---------- Input data ----------
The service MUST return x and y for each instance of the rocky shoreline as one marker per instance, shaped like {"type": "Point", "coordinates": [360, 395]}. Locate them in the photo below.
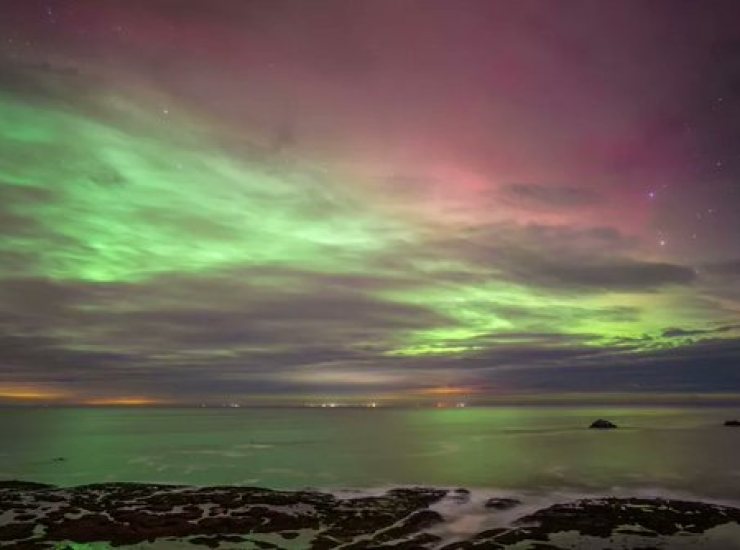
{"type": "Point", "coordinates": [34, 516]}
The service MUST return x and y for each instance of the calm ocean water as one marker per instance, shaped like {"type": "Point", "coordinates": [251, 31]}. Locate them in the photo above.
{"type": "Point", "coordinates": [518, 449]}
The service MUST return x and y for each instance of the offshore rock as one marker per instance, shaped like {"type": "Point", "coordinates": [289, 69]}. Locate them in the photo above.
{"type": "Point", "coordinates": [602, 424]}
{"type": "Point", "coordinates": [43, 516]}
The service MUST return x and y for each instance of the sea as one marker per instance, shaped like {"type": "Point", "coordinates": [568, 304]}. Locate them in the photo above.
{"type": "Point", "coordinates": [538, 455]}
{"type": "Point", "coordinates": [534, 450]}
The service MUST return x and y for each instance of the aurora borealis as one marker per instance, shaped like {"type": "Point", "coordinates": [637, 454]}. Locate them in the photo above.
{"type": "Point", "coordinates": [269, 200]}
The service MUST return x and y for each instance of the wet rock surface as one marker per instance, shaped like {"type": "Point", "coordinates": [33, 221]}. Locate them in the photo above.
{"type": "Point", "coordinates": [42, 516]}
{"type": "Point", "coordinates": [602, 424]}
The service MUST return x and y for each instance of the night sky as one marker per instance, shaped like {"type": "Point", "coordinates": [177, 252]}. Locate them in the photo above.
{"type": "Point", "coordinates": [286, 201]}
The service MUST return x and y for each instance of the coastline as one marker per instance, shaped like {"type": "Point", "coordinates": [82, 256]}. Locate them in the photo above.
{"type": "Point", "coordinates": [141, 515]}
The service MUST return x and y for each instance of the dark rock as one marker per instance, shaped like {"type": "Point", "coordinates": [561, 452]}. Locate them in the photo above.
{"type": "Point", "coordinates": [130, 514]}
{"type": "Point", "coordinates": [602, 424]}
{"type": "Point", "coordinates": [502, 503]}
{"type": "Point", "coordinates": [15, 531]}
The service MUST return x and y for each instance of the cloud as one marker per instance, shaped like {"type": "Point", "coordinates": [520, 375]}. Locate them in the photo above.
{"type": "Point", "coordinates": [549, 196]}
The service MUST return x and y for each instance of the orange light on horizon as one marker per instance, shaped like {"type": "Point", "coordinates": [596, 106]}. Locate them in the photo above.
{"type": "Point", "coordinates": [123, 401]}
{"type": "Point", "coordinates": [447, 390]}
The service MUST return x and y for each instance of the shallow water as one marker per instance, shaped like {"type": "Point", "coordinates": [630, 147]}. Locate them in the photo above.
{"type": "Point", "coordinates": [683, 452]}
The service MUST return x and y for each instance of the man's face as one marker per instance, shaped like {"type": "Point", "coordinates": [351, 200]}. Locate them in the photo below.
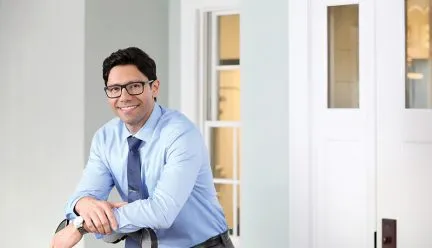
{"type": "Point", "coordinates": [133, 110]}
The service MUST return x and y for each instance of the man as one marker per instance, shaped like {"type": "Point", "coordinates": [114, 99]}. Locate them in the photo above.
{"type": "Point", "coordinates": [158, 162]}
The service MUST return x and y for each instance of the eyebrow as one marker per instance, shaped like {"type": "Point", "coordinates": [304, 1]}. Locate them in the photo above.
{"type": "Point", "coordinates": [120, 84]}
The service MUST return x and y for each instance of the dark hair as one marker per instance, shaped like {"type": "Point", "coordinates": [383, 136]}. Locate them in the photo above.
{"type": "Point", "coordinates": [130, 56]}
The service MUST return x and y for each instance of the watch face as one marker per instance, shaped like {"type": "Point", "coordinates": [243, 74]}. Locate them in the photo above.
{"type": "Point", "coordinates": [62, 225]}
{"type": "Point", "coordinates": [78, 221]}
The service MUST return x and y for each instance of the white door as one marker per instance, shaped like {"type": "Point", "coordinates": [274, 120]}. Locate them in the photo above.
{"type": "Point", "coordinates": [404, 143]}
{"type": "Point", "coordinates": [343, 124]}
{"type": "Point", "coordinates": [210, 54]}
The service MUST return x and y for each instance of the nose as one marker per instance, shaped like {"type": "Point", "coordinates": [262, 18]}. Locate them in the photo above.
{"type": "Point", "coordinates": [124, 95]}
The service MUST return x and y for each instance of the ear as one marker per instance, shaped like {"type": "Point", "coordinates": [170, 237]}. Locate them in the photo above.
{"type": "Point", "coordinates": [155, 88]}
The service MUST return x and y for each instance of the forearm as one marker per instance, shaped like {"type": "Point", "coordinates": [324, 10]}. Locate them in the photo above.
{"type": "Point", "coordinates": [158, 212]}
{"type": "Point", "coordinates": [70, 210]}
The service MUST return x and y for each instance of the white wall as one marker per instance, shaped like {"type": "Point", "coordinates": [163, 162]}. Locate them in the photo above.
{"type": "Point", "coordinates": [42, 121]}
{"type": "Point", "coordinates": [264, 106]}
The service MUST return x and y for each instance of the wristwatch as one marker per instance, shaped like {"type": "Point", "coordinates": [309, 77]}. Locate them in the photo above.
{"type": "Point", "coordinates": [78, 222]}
----------
[Problem details] An exact copy of every line above, minus the pictures, is the required output.

[Completed task]
The service MUST return x and y for each instance of the rocky shoreline as one marker per instance, shaped like {"type": "Point", "coordinates": [360, 395]}. Locate them in the photo below.
{"type": "Point", "coordinates": [34, 516]}
The service MUST return x and y for each instance of the calm ocean water as one marker per instance, shaped like {"type": "Point", "coordinates": [251, 31]}. Locate them in the photo above.
{"type": "Point", "coordinates": [518, 449]}
The service MUST return x and y for each instance of the offshore rock as one marker per instance, shaped like {"type": "Point", "coordinates": [289, 69]}. Locate them in the photo above.
{"type": "Point", "coordinates": [602, 424]}
{"type": "Point", "coordinates": [43, 516]}
The service MUST return x and y for each instance of the sea as one marker per instance, shaped like {"type": "Point", "coordinates": [568, 304]}. Locate them in the photo above.
{"type": "Point", "coordinates": [538, 455]}
{"type": "Point", "coordinates": [534, 450]}
The service MUST return x and y for each instance of the aurora borealis as one marker per instance, shaped like {"type": "Point", "coordinates": [637, 454]}. Locate them in the photo above.
{"type": "Point", "coordinates": [269, 200]}
The service MUST return x and y for each instance of the wet rock surface as one marker per instance, shaped like {"type": "Point", "coordinates": [33, 221]}. Locate them in the photo above.
{"type": "Point", "coordinates": [42, 516]}
{"type": "Point", "coordinates": [602, 424]}
The service MUST return x and y for each instance of the night sky as one marker per instance, shaped like {"type": "Point", "coordinates": [177, 252]}. Locate them in the photo above.
{"type": "Point", "coordinates": [286, 201]}
The service MUST return x and y for each instance of the coastline as one marker per instance, shaped like {"type": "Point", "coordinates": [82, 256]}. Locate them in the photo above.
{"type": "Point", "coordinates": [141, 515]}
The service MUST return x and y for each instance of the dark rock as one marker per instance, shaped like {"type": "Point", "coordinates": [561, 452]}. Locate them in the photo above.
{"type": "Point", "coordinates": [130, 514]}
{"type": "Point", "coordinates": [602, 424]}
{"type": "Point", "coordinates": [502, 503]}
{"type": "Point", "coordinates": [15, 531]}
The service MUST return x and y for each instance of the cloud as one marker per instance, shaped like {"type": "Point", "coordinates": [520, 375]}. Locate them in the photo above.
{"type": "Point", "coordinates": [549, 196]}
The service MUST return x and y for each instance of the orange light on horizon as one marker per instance, shaped like {"type": "Point", "coordinates": [596, 106]}. Locate them in the photo above.
{"type": "Point", "coordinates": [123, 401]}
{"type": "Point", "coordinates": [447, 390]}
The service MUST return x and y for each instance of the shallow water as one marker per instance, shaped like {"type": "Point", "coordinates": [630, 147]}. Locate them in the photo above.
{"type": "Point", "coordinates": [683, 452]}
The service MUST return x and y for each instance of the man's face as one marker per instance, shaped like {"type": "Point", "coordinates": [351, 200]}. Locate them in the photo below.
{"type": "Point", "coordinates": [133, 110]}
The service MUST return x and y for each instance of the man as one marker per instance, shaped like {"type": "Point", "coordinates": [114, 99]}. Locate them in the photo above.
{"type": "Point", "coordinates": [158, 162]}
The service MUST return x and y for each instance of the eyebrow as one marker per instance, shaped like {"type": "Point", "coordinates": [304, 1]}. Locate them in the photo above.
{"type": "Point", "coordinates": [120, 84]}
The service MUST return x and y for each instance of the dark hair as one marker per instance, shaped like {"type": "Point", "coordinates": [383, 136]}. Locate them in the photo above.
{"type": "Point", "coordinates": [130, 56]}
The service MUST return x and y for each instance of the watch face as one marker per instance, shaped like {"type": "Point", "coordinates": [243, 74]}. Locate them in the photo above.
{"type": "Point", "coordinates": [62, 225]}
{"type": "Point", "coordinates": [78, 221]}
The service MUST return x and y for each instance of the white door as one marker per instance, shaped like {"type": "Point", "coordinates": [274, 120]}. Locate them in the photo above.
{"type": "Point", "coordinates": [404, 143]}
{"type": "Point", "coordinates": [343, 124]}
{"type": "Point", "coordinates": [210, 54]}
The service MUST return x and y for each instance of the nose as one marker per instance, shaped like {"type": "Point", "coordinates": [262, 18]}. Locate them in the photo above.
{"type": "Point", "coordinates": [124, 95]}
The service MUST return x and y for each instance of the ear as one marker per instance, shaped like {"type": "Point", "coordinates": [170, 237]}. Locate them in the photo above.
{"type": "Point", "coordinates": [155, 88]}
The service MUST return x and y for each instance of the forearm as one marker per instance, shaped like {"type": "Point", "coordinates": [324, 10]}. Locate them in the photo above.
{"type": "Point", "coordinates": [158, 212]}
{"type": "Point", "coordinates": [70, 210]}
The service MUST return x and y for each instance of the white wall as one marker per instance, shaped like {"type": "Point", "coordinates": [163, 162]}. Locate them in the photo above.
{"type": "Point", "coordinates": [42, 121]}
{"type": "Point", "coordinates": [264, 106]}
The service MUST return x and y for each instance of the wristwatch as one marker per instance, shaped like {"type": "Point", "coordinates": [309, 77]}. Locate them in the photo above.
{"type": "Point", "coordinates": [78, 222]}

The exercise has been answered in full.